_PROBLEM REQUIREMENTS_: All entries are to be returned verbatim.

_DATASET ENTRIES_:
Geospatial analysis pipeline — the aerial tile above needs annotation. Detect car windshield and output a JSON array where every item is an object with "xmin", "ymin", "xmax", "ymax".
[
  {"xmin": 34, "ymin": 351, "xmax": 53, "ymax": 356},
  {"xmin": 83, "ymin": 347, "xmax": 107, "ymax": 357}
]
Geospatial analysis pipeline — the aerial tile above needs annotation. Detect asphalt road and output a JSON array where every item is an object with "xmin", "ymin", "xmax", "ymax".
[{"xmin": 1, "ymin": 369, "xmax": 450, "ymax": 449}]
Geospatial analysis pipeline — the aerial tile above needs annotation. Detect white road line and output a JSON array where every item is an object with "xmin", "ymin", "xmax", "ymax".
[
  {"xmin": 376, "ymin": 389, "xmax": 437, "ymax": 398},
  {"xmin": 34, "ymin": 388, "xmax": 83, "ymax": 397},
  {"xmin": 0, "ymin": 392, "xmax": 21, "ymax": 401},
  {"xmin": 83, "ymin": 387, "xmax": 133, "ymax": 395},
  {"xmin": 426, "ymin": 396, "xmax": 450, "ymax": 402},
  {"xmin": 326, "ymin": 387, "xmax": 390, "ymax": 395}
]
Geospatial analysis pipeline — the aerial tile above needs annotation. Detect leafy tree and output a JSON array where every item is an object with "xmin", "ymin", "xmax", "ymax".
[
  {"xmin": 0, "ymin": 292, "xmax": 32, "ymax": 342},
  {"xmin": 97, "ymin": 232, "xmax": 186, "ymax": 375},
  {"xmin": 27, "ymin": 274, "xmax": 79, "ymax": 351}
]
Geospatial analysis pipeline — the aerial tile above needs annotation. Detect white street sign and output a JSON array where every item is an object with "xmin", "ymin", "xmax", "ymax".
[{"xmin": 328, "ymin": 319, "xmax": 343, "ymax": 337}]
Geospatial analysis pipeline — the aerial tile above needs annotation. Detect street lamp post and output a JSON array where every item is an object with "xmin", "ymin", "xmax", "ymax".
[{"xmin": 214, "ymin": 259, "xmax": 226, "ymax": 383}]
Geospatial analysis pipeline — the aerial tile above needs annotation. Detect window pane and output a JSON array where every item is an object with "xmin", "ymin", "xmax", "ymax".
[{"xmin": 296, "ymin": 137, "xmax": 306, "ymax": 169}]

_EXERCISE RESULT_:
Geospatial analysis pipeline — the aerial tile above needs annotation. Detect car windshield and output a JSON array where every item is an object with "xmin", "ymin", "xmax", "ymax".
[
  {"xmin": 34, "ymin": 351, "xmax": 53, "ymax": 356},
  {"xmin": 83, "ymin": 347, "xmax": 107, "ymax": 357}
]
Geospatial analysis pipeline — the aerial tile above needs annotation. Detect asphalt road and output a JSON array where every item is an object with "xmin", "ymin", "xmax", "ymax".
[{"xmin": 1, "ymin": 369, "xmax": 450, "ymax": 449}]
Geospatial analysis pipeline — the aerial tile above needs annotation. Detect white road line and output a JSON array where every item is an object with "xmin", "ymin", "xmax", "ymax".
[
  {"xmin": 376, "ymin": 389, "xmax": 437, "ymax": 398},
  {"xmin": 34, "ymin": 388, "xmax": 83, "ymax": 397},
  {"xmin": 0, "ymin": 392, "xmax": 21, "ymax": 401},
  {"xmin": 83, "ymin": 387, "xmax": 133, "ymax": 395},
  {"xmin": 426, "ymin": 396, "xmax": 450, "ymax": 402},
  {"xmin": 326, "ymin": 387, "xmax": 390, "ymax": 395}
]
Geospatial analysis pipeline — the aerial tile above needs annotation. Detect leafy tree and output a JSON array where every item is an object with "xmin", "ymin", "xmax", "ymax".
[
  {"xmin": 0, "ymin": 292, "xmax": 32, "ymax": 342},
  {"xmin": 97, "ymin": 232, "xmax": 186, "ymax": 375},
  {"xmin": 27, "ymin": 274, "xmax": 79, "ymax": 351}
]
Geospatial analysis pipeline — the aerial tile above needs annotation. Detect white street sign and output a JSON array where every item is an object with "xmin", "ymin", "xmax", "ymax".
[{"xmin": 328, "ymin": 319, "xmax": 343, "ymax": 337}]
Geospatial analysis pipeline — the aerial tile above needs annotation. Detect street lamp post and output a JSON array where every item is an object with "xmin", "ymin", "xmax", "ymax".
[{"xmin": 214, "ymin": 259, "xmax": 226, "ymax": 383}]
Geospatial analysis pipeline — the aerial tile above needs annotation. Detect window pane and output a JSON array where every item is an object with "xmin", "ymin", "xmax", "ymax".
[{"xmin": 296, "ymin": 137, "xmax": 306, "ymax": 169}]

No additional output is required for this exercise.